**TRY IT:** Copy each line of the records below, from the first through the one that contains "Return the outline of every instance of the handlebar", exactly as written.

Items from a dataset:
**********

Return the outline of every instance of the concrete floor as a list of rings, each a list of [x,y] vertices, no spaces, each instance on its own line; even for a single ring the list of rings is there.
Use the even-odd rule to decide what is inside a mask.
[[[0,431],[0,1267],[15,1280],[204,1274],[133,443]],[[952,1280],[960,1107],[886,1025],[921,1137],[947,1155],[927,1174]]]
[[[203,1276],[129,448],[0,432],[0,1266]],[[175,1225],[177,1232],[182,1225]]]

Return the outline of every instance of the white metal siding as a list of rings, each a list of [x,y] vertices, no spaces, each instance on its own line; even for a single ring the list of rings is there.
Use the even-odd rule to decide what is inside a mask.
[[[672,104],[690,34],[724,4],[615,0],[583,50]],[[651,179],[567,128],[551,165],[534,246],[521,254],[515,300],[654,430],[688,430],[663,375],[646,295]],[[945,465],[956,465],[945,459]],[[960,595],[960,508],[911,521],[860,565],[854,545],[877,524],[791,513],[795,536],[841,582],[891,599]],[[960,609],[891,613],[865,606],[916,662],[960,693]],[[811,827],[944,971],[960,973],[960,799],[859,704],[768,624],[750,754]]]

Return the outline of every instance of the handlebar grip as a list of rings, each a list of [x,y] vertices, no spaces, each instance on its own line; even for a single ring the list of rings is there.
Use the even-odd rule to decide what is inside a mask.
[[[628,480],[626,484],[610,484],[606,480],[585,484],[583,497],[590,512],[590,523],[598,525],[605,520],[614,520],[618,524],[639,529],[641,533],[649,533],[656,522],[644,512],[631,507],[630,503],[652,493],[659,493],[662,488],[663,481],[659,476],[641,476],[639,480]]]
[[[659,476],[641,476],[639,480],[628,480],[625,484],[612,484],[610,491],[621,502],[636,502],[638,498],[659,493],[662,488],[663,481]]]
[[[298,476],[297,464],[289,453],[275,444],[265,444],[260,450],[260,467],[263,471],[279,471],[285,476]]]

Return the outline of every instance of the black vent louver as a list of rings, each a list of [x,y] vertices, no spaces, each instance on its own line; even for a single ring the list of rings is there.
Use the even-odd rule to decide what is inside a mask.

**********

**THE COMPLETED TASK:**
Return the outline of every instance of the concrete floor as a list of rings, each a list of [x,y] vertices, no spaces, each instance on its own line; even for a single ring the list of rings is there.
Use the even-odd rule to decide what is inside a mask.
[[[0,431],[0,1267],[15,1280],[204,1274],[133,443]],[[952,1280],[960,1107],[886,1025],[921,1137],[947,1155],[927,1174]]]
[[[203,1276],[129,448],[0,432],[0,1266]],[[175,1225],[177,1232],[182,1225]]]

Return the outline of every instance of the white metal siding as a list of rings, each a list of [x,y] vertices, no spaces, each instance on its own line; even for a single ring the list of rings is there.
Use the even-odd rule to decide what is inside a mask.
[[[672,104],[690,34],[724,4],[615,0],[583,50]],[[651,179],[567,128],[551,165],[534,246],[521,254],[515,300],[654,430],[688,430],[663,375],[646,295]],[[945,465],[956,465],[945,459]],[[960,595],[960,508],[911,521],[860,565],[854,545],[877,524],[791,513],[795,536],[841,582],[891,599]],[[960,609],[891,613],[865,606],[916,662],[960,693]],[[811,827],[944,971],[960,973],[960,799],[859,704],[768,624],[750,754]]]

Return the outline of every instance of the handlebar grip as a list of rings, each a list of [x,y] vertices, no spaces, each instance on its own line; even for a single ring the list of rings is there.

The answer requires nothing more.